■ WHAT THE TASK REQUIRES ■
Leave out the pictures and copy each record below exactly.

(Named-object pointing records)

============================================================

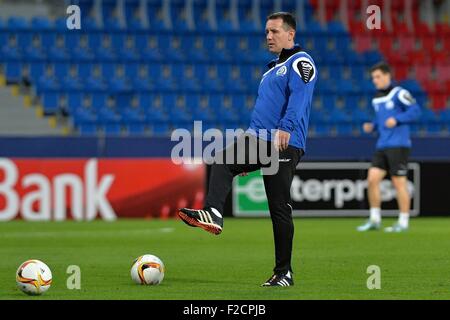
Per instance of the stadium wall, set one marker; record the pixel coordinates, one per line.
(86, 178)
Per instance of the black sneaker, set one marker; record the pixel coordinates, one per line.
(279, 280)
(208, 219)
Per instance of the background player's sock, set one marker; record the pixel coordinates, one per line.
(403, 219)
(375, 215)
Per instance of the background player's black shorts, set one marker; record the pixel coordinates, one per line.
(393, 160)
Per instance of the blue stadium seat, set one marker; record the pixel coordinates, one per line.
(50, 103)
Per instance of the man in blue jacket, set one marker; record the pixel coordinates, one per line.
(280, 119)
(395, 109)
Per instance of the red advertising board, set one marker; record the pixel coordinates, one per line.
(88, 189)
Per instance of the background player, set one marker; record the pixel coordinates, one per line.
(395, 109)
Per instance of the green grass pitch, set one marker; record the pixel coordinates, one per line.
(330, 259)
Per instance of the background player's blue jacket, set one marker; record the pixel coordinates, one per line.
(398, 103)
(284, 96)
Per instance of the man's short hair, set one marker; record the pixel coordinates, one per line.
(382, 66)
(288, 19)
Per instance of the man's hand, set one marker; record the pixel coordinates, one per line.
(281, 141)
(368, 127)
(391, 122)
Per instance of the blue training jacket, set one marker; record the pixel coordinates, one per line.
(285, 96)
(398, 103)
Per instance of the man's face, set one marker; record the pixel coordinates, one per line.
(277, 37)
(380, 79)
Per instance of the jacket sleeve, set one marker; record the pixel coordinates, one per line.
(301, 75)
(411, 109)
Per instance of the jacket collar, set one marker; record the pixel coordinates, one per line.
(284, 55)
(384, 92)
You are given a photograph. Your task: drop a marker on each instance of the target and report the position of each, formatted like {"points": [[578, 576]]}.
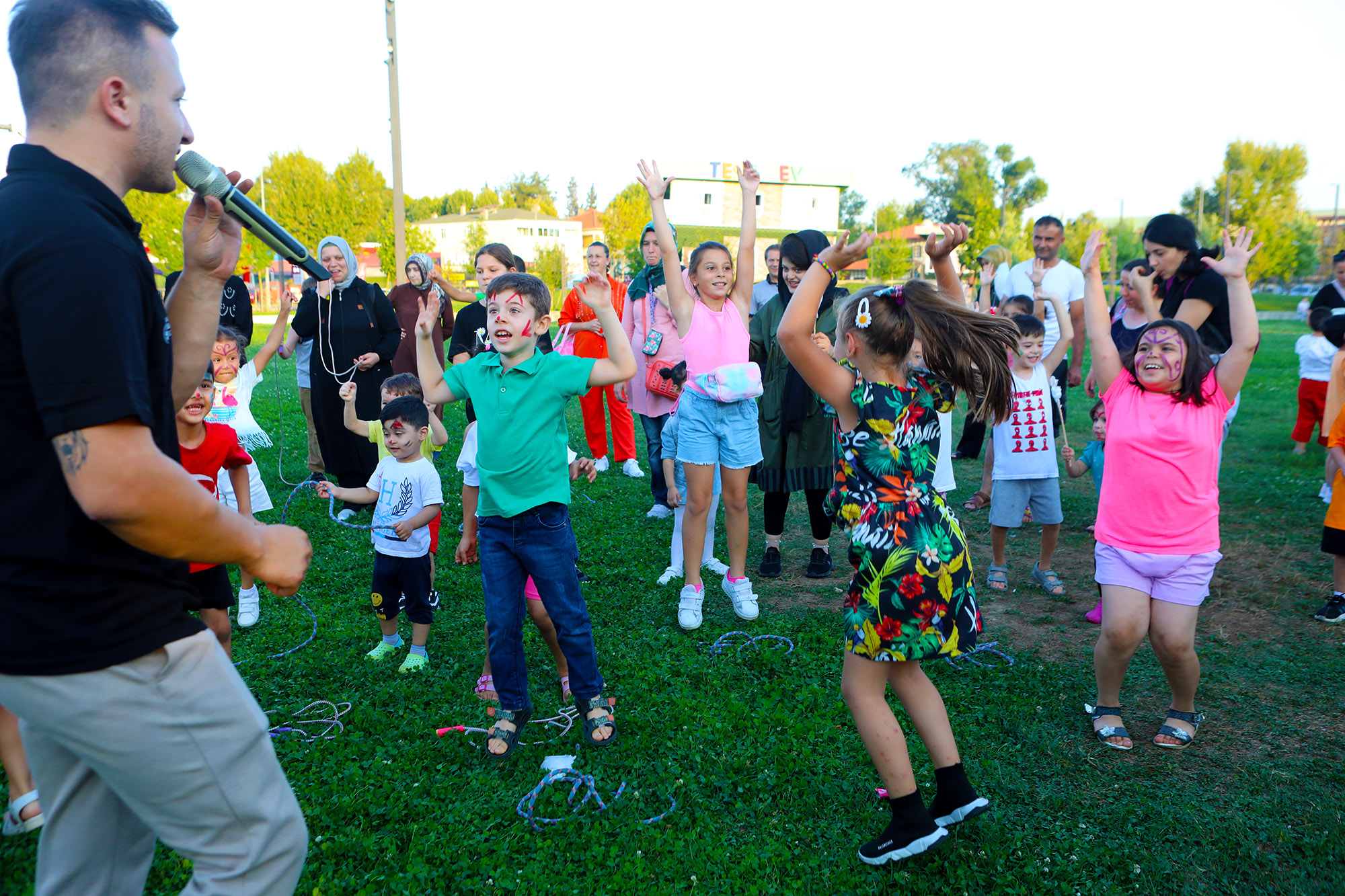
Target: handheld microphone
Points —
{"points": [[208, 179]]}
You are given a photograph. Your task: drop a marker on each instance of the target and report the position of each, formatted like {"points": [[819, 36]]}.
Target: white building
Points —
{"points": [[523, 231], [792, 198]]}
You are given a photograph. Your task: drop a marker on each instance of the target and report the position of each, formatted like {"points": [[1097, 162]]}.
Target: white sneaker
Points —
{"points": [[740, 592], [249, 607], [689, 608]]}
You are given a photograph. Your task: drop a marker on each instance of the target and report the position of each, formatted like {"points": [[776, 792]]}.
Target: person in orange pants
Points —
{"points": [[590, 343]]}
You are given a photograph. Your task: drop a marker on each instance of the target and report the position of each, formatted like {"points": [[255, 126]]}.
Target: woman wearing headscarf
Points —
{"points": [[423, 282], [797, 442], [653, 334], [356, 335]]}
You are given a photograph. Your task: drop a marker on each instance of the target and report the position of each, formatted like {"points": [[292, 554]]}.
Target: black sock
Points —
{"points": [[953, 790]]}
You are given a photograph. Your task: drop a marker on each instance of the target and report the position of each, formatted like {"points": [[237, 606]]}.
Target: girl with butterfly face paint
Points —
{"points": [[1165, 404]]}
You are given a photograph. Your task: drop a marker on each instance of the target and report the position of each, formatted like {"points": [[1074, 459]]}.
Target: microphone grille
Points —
{"points": [[198, 174]]}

============================================================

■ WRITTEN ANSWER ■
Per instance of the stadium wall, set one marker; record the pixel coordinates, one per line.
(86, 178)
Per instance of the black sneaker, set one marker; record the pixel coordinates, one per line.
(279, 280)
(208, 219)
Per instance of the background player's sock, set one marker; record the pixel coordinates, one per line.
(403, 219)
(375, 215)
Per instance of the background player's black shorts, set one marker; record the pixel coordinates, one per line.
(393, 160)
Per instance of the blue stadium seat, set one marker; record the pixel coordinates, one per line.
(50, 103)
Per instance of the man in blue jacket, set one marker; record the pixel coordinates, one per line.
(280, 119)
(395, 109)
Per instance of the red advertising board, set one marker; record the pixel coordinates, one per line.
(88, 189)
Per instance of the background player, set one marker; record the pixel coordinates, one per line.
(395, 109)
Per instance of the green grass pitch, set one marker; record the pixel coordinates, one per line.
(330, 259)
Per instance of the background player's blue jacket, set one marker; record the pixel coordinates, one per line.
(398, 103)
(284, 96)
Per instance of the man's short hair, set one marker; record the pixel coordinates, one per line.
(382, 66)
(288, 19)
Per instance of the man's hand, set one marker; record the pixel coordinates, one per line.
(281, 141)
(368, 127)
(391, 122)
Per instance of the blue training jacket, set one marker; record the pixel coordinates, one per line.
(285, 96)
(398, 103)
Per instance of the man's face, set one marker; record the pixel coordinates, one per line.
(277, 37)
(380, 79)
Per instance of the jacket sleeve, set one marker; record the pixel coordinates, one per line.
(301, 75)
(411, 109)
Per instance of the jacket collar, set one marker; record the pixel coordinates, one per line.
(284, 55)
(384, 92)
You are given a photograph. Your task: drop a marker on each instance of the target and report the position of each, formatted like {"points": [[578, 576]]}.
Target: handheld microphone
Points —
{"points": [[208, 179]]}
You are given a photograph. Your task: drop a marker on each instance of the target and report the position of each, formatted like {"points": [[819, 36]]}.
Target: white building
Points —
{"points": [[523, 231], [792, 198]]}
You are given a photograph. Your task: drop a marker on each instance of the target and report the position of each, formatted like {"points": [[1097, 162]]}.
Target: white sneaker
Points —
{"points": [[740, 592], [249, 607], [689, 608]]}
You are given a photograph. Your task: drop a marker on each instance of the target and report the position of each, formatted like {"points": [[776, 792]]}.
Target: person in orange pants
Points —
{"points": [[590, 343]]}
You are given a photograph. Your task: drop a marker on each instance of the target and report the position of each, formatted like {"points": [[255, 126]]}.
Target: woman wearing headscarf
Points —
{"points": [[423, 282], [797, 442], [653, 334], [356, 335]]}
You are given a photograph. Your task: drop a marker on each instance of the target and report the position of each, formatted like {"points": [[292, 554]]}.
Target: black sock
Points —
{"points": [[953, 790]]}
You are given a photograph. Your task: drop a marker on each instance of the target and report the position of each, formatted like {"points": [[237, 606]]}.
Target: girl with butterfly face paint
Points —
{"points": [[1165, 404]]}
You are given a photograph. Your task: drop a marker on each instance of the target and report the position of each, formatted like {"points": [[1074, 459]]}.
Target: microphone grille
Points —
{"points": [[198, 174]]}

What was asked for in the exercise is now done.